- **To be done**:
Copy out each line of the data below word for word, changing nothing.
##### Recorded data #####
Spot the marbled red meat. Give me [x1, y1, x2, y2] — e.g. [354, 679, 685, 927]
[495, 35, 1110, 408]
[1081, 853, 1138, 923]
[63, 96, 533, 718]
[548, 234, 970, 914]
#####
- **Response to the exercise**:
Spot the marbled red meat. Give me [x1, y1, x2, y2] — e.g. [354, 679, 685, 927]
[495, 35, 1110, 408]
[1081, 853, 1138, 923]
[63, 96, 533, 718]
[548, 234, 970, 914]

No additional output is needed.